Source document:
◆ ◆ ◆
# which muscle is strongest??



## jord222 (Sep 13, 2012)

Just curious as to which of your muscles are stronger than they should be in line with the rest?

Mile is simply legs, i can do (as deep as you can!) leg press @ 10reps @ 300kg.........

But i bench 10 @ 80kg, curl 10 x 12.5kg etc


----------



## Pictor (Jan 10, 2011)

My back is strongest by far, chest is my weakest and always has been, well chest and shoulders are both weak, especially for my size/weight :cursing:


----------



## WilsonR6 (Feb 14, 2012)

Back seems to be my strongest

Chest is pathetic, legs are inbetween


----------



## jord222 (Sep 13, 2012)

Can also do 10 x 120kg seated calf raise

Itz just my lower body in general is much stronger than upper body.


----------



## mikeod (Jan 20, 2012)

WilsonR6 said:


> Back seems to be my strongest
> 
> Chest is pathetic, legs are inbetween


you say that but id be surprised if you went for a true max effort squat, and your legs give in before your back


----------



## 1010AD (May 30, 2009)

Its my jaw muscle i'm not sure pound for pressure but i know for its the strongest in the body


----------



## ItsaSecret (May 28, 2012)

quads and triceps.

atg squatted 140x13 and 195x1 before

flat bench my record is 120x11 wide grip, and my close grip record is 125x10, go figure?

that being said, my chest is absolute **** lol


----------



## MattGriff (Aug 21, 2012)

jord222 said:


> Just curious as to which of your muscles are stronger than they should be in line with the rest?
> 
> Mile is simply legs, i can do (as deep as you can!) leg press @ 10reps @ 300kg.........
> 
> But i bench 10 @ 80kg, curl 10 x 12.5kg etc


Leg press is about as good an indicator of leg strength as going for a run.


----------



## jonneymendoza (Oct 30, 2012)

My back is weak as i Slough all day and can't keep my back straight. Any advice on what exercise in can do to improve my posture?


----------



## 12 gauge (Jul 16, 2011)
◆ ◆ ◆
Point placement listing

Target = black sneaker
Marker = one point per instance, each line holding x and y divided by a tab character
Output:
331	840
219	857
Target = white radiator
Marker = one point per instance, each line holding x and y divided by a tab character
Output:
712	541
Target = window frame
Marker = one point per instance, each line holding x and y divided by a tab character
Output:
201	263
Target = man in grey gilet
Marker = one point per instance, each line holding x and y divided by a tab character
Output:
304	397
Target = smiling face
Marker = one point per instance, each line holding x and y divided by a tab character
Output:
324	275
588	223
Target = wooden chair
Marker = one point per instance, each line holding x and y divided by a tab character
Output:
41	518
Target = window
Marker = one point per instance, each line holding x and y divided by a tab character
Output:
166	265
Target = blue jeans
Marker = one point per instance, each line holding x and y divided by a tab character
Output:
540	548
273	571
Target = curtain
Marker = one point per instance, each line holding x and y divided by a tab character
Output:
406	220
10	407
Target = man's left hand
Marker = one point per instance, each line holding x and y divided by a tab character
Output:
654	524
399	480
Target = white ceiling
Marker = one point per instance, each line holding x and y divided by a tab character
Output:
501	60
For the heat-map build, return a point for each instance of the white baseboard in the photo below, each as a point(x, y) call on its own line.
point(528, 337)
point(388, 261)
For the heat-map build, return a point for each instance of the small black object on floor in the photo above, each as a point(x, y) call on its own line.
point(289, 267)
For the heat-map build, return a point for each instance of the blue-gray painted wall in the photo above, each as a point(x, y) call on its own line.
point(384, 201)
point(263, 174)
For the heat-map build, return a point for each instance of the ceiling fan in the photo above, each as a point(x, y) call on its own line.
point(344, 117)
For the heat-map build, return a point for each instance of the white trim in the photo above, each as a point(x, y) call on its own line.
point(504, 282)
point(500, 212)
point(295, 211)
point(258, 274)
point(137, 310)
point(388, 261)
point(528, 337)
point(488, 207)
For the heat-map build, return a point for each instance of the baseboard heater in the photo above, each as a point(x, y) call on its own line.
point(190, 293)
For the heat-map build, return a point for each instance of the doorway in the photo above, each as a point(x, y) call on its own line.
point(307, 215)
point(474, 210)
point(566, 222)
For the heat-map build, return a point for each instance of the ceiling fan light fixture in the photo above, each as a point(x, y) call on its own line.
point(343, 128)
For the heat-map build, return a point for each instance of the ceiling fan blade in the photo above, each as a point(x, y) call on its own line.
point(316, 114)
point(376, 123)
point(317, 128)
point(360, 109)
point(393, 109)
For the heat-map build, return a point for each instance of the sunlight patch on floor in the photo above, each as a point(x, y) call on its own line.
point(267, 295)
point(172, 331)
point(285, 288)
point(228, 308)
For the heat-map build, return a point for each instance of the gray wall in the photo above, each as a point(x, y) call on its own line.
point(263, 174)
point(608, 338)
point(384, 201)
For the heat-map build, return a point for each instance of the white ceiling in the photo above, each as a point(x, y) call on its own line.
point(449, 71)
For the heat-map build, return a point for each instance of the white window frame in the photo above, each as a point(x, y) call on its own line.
◆ ◆ ◆
Tasks to perform:
• 1. In the forum thread about which muscle is strongest, what weight does jord222 say he can use for 10 seated calf raises?
• 2. Reproduce the point placement listing word for word, starting at the line that contains "Target = white radiator" and stopping after the line that contains "point(190, 293)".

The replies:
• 1. 120kg

• 2.
Target = white radiator
Marker = one point per instance, each line holding x and y divided by a tab character
Output:
712	541
Target = window frame
Marker = one point per instance, each line holding x and y divided by a tab character
Output:
201	263
Target = man in grey gilet
Marker = one point per instance, each line holding x and y divided by a tab character
Output:
304	397
Target = smiling face
Marker = one point per instance, each line holding x and y divided by a tab character
Output:
324	275
588	223
Target = wooden chair
Marker = one point per instance, each line holding x and y divided by a tab character
Output:
41	518
Target = window
Marker = one point per instance, each line holding x and y divided by a tab character
Output:
166	265
Target = blue jeans
Marker = one point per instance, each line holding x and y divided by a tab character
Output:
540	548
273	571
Target = curtain
Marker = one point per instance, each line holding x and y divided by a tab character
Output:
406	220
10	407
Target = man's left hand
Marker = one point per instance, each line holding x and y divided by a tab character
Output:
654	524
399	480
Target = white ceiling
Marker = one point per instance, each line holding x and y divided by a tab character
Output:
501	60
For the heat-map build, return a point for each instance of the white baseboard in the photo below, each as a point(x, y) call on its own line.
point(528, 337)
point(388, 261)
For the heat-map build, return a point for each instance of the small black object on floor in the photo above, each as a point(x, y) call on its own line.
point(289, 267)
For the heat-map build, return a point for each instance of the blue-gray painted wall in the photo above, each as a point(x, y) call on its own line.
point(384, 201)
point(263, 174)
For the heat-map build, return a point for each instance of the ceiling fan in the photo above, each as a point(x, y) call on its own line.
point(344, 117)
For the heat-map build, return a point for each instance of the white trim in the photo above, each as a point(x, y) call on its own line.
point(504, 282)
point(500, 212)
point(295, 211)
point(258, 274)
point(137, 310)
point(388, 261)
point(528, 337)
point(488, 207)
For the heat-map build, return a point for each instance of the baseboard heater in the photo above, each as a point(x, y) call on its own line.
point(190, 293)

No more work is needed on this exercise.